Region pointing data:
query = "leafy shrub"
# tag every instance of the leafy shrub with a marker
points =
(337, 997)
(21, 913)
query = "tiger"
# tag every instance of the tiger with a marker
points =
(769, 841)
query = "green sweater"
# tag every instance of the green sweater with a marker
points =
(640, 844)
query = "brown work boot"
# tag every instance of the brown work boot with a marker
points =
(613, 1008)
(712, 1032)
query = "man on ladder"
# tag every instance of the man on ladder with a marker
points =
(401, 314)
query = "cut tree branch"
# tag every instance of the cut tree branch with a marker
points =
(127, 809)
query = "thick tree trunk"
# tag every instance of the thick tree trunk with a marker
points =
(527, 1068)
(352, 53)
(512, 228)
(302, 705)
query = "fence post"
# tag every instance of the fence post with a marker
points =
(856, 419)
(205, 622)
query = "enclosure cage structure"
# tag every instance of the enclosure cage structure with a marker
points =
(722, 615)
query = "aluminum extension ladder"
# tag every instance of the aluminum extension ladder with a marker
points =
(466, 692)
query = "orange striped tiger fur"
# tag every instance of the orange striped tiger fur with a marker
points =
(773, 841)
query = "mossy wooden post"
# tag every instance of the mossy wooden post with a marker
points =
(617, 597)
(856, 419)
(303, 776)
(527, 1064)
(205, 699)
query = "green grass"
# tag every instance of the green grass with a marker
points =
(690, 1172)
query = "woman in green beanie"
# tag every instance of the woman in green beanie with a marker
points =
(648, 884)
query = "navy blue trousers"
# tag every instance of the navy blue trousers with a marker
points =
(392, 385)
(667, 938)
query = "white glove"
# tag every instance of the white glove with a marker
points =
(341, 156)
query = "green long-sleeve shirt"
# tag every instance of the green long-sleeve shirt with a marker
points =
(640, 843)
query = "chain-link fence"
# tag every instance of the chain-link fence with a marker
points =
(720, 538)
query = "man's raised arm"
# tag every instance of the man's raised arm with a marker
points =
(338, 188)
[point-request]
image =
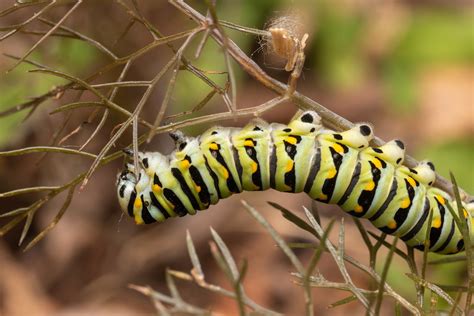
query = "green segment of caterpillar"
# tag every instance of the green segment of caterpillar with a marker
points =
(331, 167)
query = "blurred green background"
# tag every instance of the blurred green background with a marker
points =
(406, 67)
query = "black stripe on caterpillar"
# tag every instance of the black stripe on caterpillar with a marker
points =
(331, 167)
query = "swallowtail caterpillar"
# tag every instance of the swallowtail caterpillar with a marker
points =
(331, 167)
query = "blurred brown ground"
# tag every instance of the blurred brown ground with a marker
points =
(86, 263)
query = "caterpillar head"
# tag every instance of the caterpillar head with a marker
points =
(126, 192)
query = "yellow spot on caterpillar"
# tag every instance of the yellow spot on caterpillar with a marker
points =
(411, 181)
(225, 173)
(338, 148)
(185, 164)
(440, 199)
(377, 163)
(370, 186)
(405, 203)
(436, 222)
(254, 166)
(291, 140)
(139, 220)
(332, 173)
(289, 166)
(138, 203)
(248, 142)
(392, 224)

_Task instructions_
Return exactly the lines from the line with "[point-request]" through the last line of the data above, both included; pictures do not go in the answer.

_Written answer_
[point-request]
image =
query = "green segment of caterpillar"
# tag every instance of the green segment of caterpillar with a marker
points =
(331, 167)
query = "blurred green background"
# tag every instance of the blurred green background with a marker
points =
(406, 67)
query = "black stripe on caterpillar"
# tag every instance of the black stripe on caterpillar with a marker
points =
(331, 167)
query = "swallowtail caterpillar"
# tag every instance of the swallowtail caterpillar with a marker
points =
(331, 167)
query = "blurred brown ground"
# tag every instance of the blurred brown ground with a marker
points =
(86, 263)
query = "caterpillar head"
# tag every instance of the caterpillar head with a marker
points =
(126, 192)
query = "yellow spot on caterpillar"
# tag every instance of the yellow spot on caterpillar with a marker
points =
(411, 181)
(225, 173)
(338, 148)
(185, 164)
(440, 199)
(377, 163)
(370, 186)
(405, 203)
(436, 222)
(254, 166)
(291, 140)
(139, 220)
(332, 173)
(289, 166)
(138, 203)
(248, 142)
(392, 224)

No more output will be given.